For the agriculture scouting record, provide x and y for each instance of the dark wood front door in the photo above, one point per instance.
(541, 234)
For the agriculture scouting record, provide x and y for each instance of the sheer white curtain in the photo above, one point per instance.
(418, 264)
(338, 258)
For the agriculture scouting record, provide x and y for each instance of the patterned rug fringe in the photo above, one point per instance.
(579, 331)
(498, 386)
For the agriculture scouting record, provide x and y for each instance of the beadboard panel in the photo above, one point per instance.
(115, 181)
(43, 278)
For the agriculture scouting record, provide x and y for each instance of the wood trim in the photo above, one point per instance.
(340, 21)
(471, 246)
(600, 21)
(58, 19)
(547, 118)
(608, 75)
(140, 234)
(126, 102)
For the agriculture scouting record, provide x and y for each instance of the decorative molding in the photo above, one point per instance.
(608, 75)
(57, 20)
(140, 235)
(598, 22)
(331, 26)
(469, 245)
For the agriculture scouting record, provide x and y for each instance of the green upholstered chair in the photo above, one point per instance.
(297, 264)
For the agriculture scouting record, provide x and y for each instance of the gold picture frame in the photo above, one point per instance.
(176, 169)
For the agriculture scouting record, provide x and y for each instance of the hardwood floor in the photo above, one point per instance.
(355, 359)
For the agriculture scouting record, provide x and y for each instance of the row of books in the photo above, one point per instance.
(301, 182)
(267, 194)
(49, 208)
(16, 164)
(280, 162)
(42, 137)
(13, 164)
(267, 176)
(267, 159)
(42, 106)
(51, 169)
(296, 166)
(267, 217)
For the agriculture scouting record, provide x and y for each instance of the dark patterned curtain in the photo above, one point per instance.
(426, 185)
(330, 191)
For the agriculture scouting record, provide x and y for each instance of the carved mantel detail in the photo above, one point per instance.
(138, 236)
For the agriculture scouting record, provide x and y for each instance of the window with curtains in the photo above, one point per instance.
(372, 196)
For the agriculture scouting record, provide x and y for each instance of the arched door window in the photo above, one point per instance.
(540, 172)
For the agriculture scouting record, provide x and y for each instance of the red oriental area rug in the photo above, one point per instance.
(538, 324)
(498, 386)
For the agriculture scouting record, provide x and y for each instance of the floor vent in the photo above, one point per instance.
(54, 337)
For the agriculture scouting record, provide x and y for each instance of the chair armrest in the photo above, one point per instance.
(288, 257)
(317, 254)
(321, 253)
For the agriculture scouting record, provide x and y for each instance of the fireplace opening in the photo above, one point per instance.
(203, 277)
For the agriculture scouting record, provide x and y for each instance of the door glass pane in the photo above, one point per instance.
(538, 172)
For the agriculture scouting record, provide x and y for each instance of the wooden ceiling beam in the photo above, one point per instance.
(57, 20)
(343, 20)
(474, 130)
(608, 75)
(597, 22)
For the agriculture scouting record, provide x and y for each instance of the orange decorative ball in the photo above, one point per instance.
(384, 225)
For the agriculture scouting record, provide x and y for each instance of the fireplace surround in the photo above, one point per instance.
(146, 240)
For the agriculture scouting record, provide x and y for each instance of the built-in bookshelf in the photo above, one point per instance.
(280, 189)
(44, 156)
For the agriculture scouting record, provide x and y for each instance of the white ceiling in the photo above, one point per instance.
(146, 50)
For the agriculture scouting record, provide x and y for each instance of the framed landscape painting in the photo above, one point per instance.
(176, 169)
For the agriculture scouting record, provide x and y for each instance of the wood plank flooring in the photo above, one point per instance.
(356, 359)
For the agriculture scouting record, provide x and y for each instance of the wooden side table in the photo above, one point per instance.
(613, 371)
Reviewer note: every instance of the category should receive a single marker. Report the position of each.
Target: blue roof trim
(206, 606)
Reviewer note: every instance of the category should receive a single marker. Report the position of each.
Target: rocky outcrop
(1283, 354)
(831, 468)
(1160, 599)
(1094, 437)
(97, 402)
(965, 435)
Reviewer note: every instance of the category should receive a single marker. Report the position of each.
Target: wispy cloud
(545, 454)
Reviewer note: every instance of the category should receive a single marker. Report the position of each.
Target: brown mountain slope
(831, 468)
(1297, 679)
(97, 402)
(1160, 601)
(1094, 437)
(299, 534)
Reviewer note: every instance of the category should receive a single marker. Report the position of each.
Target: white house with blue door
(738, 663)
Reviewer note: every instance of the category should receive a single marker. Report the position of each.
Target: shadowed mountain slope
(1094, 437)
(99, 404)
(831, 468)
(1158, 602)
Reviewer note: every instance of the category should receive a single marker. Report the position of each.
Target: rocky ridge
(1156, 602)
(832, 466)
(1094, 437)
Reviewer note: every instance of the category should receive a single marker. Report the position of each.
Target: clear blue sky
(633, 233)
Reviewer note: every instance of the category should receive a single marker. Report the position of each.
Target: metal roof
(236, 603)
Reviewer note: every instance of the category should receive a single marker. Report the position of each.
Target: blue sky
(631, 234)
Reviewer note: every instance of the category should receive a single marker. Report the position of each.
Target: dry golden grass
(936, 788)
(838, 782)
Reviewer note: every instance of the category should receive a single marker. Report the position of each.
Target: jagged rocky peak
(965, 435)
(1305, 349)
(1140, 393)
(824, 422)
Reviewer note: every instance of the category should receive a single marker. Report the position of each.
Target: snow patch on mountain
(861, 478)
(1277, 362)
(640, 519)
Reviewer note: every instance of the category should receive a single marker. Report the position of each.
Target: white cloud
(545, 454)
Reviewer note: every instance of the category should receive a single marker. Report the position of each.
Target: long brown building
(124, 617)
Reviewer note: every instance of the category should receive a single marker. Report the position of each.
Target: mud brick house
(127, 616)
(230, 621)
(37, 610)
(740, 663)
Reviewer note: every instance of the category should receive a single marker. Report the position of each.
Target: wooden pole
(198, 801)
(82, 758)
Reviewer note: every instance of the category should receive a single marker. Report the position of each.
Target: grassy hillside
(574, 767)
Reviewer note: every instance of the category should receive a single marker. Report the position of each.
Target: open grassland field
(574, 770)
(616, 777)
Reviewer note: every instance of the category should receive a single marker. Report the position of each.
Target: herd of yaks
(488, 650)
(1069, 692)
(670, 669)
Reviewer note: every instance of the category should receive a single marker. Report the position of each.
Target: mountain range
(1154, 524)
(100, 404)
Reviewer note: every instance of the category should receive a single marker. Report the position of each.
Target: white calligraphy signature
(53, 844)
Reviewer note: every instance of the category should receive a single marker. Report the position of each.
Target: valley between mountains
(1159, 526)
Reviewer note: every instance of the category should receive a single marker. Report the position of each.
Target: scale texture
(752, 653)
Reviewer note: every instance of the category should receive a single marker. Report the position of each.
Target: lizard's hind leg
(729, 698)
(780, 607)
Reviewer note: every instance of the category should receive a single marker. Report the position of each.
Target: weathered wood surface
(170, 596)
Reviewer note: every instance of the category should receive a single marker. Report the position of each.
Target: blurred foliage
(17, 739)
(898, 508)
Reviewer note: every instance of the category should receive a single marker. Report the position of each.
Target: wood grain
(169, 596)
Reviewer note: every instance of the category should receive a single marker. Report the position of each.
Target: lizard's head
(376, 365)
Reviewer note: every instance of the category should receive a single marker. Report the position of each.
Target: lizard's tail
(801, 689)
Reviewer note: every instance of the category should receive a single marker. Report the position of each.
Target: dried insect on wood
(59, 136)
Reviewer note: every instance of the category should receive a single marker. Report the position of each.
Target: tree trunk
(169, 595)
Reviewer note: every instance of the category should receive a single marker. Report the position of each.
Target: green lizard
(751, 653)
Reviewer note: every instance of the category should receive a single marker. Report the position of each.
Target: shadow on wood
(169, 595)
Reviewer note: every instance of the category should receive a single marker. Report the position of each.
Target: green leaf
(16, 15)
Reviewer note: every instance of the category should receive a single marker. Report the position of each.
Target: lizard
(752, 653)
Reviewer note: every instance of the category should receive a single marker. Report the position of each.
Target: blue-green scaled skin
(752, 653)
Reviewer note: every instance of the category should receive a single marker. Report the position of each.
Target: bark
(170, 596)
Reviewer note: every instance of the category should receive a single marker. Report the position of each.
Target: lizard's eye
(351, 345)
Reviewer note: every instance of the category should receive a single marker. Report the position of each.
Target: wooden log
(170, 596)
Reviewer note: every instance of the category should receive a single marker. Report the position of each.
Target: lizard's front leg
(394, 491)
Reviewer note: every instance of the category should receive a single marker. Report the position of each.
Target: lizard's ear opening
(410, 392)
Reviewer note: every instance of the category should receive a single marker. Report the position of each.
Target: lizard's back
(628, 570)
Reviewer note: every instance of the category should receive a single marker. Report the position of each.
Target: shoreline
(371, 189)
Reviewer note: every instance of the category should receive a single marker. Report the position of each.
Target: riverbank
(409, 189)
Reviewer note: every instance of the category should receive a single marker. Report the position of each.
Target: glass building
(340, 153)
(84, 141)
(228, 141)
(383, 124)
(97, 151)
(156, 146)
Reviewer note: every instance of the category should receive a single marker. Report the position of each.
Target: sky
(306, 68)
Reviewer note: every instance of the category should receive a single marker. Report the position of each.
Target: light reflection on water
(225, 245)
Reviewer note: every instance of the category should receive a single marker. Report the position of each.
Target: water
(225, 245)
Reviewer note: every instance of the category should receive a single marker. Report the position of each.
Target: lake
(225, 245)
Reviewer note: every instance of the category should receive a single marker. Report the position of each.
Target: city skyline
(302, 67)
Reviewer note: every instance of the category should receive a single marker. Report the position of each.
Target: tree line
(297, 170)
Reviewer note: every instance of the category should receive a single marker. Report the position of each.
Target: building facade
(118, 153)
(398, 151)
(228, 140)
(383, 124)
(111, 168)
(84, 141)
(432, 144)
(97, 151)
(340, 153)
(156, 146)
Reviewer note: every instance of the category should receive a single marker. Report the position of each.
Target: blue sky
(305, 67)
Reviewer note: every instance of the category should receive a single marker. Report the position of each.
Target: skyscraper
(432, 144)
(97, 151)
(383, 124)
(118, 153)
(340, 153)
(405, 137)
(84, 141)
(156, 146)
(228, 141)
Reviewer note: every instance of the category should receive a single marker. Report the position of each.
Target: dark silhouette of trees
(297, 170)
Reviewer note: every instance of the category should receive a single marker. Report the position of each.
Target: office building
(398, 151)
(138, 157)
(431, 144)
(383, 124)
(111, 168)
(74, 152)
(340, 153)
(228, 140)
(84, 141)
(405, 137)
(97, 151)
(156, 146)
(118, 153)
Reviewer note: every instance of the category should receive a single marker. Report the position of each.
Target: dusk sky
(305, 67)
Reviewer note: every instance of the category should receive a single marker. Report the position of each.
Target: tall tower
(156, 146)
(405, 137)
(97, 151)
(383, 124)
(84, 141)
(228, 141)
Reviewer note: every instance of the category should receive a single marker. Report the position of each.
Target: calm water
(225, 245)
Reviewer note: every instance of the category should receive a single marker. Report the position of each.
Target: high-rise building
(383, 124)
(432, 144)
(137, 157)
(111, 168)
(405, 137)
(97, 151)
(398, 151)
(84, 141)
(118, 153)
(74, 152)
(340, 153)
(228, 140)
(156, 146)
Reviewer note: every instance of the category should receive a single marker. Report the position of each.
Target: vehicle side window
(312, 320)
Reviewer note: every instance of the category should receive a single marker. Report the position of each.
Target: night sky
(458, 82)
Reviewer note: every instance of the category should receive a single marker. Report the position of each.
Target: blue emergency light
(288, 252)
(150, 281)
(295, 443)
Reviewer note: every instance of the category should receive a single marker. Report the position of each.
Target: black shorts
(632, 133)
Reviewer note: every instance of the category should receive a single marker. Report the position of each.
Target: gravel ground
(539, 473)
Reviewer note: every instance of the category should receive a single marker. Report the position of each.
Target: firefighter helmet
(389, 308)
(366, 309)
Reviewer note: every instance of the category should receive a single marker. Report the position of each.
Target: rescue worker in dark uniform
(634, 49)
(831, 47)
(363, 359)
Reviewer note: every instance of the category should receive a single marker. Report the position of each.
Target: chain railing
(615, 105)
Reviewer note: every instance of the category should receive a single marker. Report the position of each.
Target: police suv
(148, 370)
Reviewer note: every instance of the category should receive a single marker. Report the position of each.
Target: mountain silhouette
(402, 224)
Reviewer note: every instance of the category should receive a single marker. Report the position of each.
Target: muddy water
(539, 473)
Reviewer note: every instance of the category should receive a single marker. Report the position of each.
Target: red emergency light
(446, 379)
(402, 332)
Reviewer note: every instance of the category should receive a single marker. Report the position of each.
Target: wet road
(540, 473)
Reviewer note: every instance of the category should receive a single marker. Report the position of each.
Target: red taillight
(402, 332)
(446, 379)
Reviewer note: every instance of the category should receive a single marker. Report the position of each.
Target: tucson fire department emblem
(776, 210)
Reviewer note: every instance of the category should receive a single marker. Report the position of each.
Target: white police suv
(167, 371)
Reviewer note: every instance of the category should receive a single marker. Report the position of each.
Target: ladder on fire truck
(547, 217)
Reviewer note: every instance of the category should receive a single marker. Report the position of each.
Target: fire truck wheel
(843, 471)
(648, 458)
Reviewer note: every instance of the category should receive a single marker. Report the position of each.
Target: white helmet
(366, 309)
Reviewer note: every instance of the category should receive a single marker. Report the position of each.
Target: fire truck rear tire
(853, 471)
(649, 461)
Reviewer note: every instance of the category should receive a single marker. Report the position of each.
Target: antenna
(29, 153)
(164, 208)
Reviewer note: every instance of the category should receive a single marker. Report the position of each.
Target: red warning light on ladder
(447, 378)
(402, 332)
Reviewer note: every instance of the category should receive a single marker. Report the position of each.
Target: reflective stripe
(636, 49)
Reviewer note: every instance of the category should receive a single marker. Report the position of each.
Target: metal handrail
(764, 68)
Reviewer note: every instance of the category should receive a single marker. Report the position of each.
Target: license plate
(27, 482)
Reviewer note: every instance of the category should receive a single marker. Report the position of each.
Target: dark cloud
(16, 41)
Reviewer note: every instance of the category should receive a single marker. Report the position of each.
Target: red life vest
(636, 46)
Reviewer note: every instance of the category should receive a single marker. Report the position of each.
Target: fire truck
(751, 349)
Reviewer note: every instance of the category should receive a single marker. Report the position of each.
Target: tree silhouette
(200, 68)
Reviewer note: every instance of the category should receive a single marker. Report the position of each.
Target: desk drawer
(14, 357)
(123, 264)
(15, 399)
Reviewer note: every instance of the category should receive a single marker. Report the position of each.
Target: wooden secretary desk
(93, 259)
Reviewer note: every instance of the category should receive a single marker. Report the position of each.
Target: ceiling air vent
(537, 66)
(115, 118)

● **Exercise aim**
Set each line down exactly, beginning at the one containing "Target: desk drawer" and ending at the last line of the material above.

● **Solution to this exercise**
Target: desk drawer
(14, 357)
(123, 264)
(15, 399)
Reviewer note: every instance of the category should receive a single marker. Report the position of each.
Target: wooden secretary desk
(93, 259)
Reviewer note: every instance of the category should receive a single marker. Report the position of each.
Target: ceiling air vent
(537, 66)
(115, 118)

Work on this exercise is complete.